Write the line that includes "Pick out each instance of the green" and all subsequent lines, exactly as written, and nothing more.
-- Data to use start --
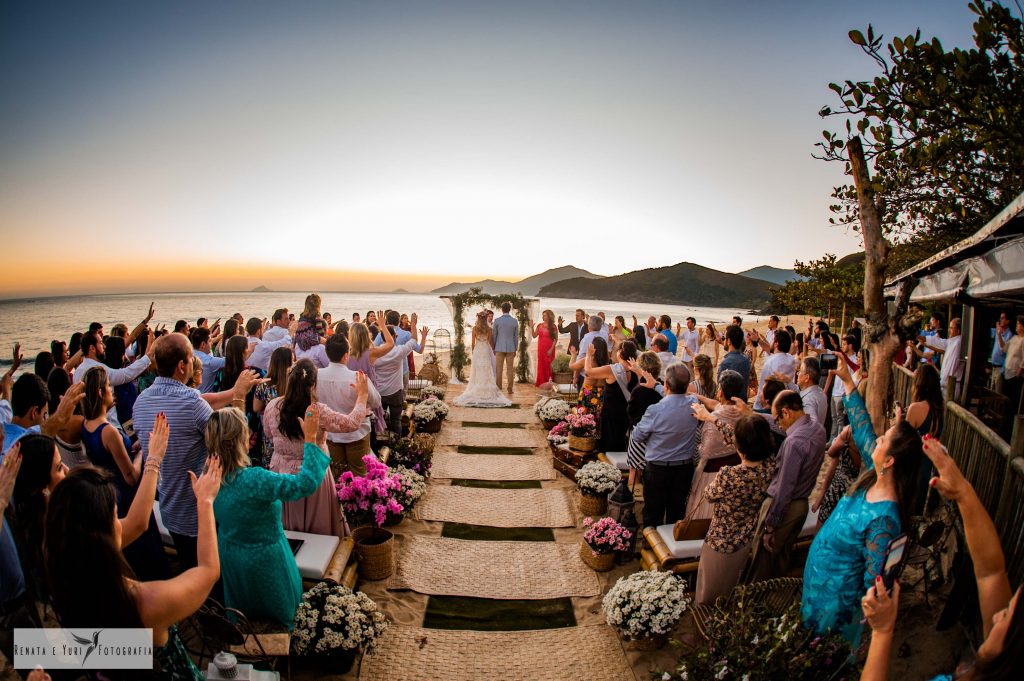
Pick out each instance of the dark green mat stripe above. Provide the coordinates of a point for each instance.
(484, 534)
(488, 614)
(488, 424)
(498, 484)
(512, 451)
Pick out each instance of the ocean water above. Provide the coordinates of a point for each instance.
(34, 323)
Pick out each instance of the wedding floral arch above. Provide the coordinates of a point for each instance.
(522, 307)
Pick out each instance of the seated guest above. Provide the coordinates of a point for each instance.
(318, 513)
(248, 511)
(735, 496)
(715, 450)
(670, 431)
(93, 587)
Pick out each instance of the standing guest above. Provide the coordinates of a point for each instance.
(336, 388)
(669, 430)
(187, 411)
(735, 496)
(110, 449)
(259, 349)
(276, 383)
(547, 343)
(318, 513)
(734, 357)
(92, 585)
(249, 512)
(849, 551)
(689, 342)
(785, 509)
(620, 382)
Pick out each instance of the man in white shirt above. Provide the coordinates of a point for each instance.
(279, 326)
(389, 379)
(336, 388)
(92, 351)
(260, 349)
(689, 342)
(779, 364)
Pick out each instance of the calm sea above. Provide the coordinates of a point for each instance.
(34, 323)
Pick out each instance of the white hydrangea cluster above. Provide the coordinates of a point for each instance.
(428, 410)
(645, 602)
(333, 618)
(598, 478)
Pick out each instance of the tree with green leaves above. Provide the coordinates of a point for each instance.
(941, 130)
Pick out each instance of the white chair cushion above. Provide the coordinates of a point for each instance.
(688, 550)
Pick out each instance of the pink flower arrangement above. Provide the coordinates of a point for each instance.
(581, 424)
(372, 498)
(605, 536)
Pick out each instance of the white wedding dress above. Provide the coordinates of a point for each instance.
(481, 389)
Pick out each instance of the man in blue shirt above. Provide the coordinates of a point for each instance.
(670, 431)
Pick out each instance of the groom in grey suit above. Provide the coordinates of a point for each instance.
(505, 336)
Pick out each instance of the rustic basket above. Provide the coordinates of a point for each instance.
(583, 443)
(375, 547)
(602, 562)
(593, 506)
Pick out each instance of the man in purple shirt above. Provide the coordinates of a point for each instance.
(785, 509)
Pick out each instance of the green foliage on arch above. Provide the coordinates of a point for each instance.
(476, 297)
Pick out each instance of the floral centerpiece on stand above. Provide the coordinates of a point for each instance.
(596, 480)
(644, 606)
(334, 624)
(414, 453)
(370, 502)
(750, 640)
(583, 429)
(601, 540)
(428, 415)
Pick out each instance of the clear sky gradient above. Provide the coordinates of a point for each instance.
(368, 145)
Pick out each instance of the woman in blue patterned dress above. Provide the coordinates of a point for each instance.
(256, 563)
(849, 550)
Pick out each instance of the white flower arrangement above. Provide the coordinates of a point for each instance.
-- Data to use end --
# Exercise response
Pick out each instance of the green foliage on arch above. Provide the coordinates of a point for each instance.
(476, 297)
Pick out each instance of the floral centerpiece on stand above. Provide the coordinates of a point for each instance.
(596, 480)
(644, 606)
(334, 624)
(414, 453)
(370, 502)
(750, 640)
(583, 429)
(601, 540)
(428, 415)
Pick out each instance of the clear sky gradient above. Provide the coordinates of a point for each instance.
(368, 145)
Pick out each instance of the woman in blue patterned dress above. Provide the coordinates of a point for each instance.
(256, 563)
(849, 550)
Pick out each instance of the white flower arrangement above. Provide the coordinates of a point for each instance.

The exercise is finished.